── RAW DATA ──
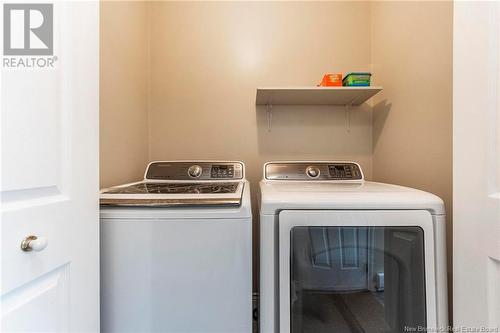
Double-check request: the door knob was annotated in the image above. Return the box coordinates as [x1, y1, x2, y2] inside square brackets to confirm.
[21, 235, 49, 252]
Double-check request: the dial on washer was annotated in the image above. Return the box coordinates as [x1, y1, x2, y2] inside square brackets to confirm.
[188, 164, 203, 178]
[306, 166, 320, 178]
───
AIM OF THE TASK: Print the text of every entry above word for word, leaving out the pictures.

OUTPUT:
Double-check request: the door knob was annotated in the image above. Return the box coordinates as [x1, y1, x2, y2] inside square brackets to confirm.
[21, 235, 49, 252]
Double-check request: the dial on washer was annotated in the image above. Return the box coordinates as [x1, y1, x2, y2] inside square brackets to confirm.
[188, 164, 203, 178]
[306, 166, 320, 178]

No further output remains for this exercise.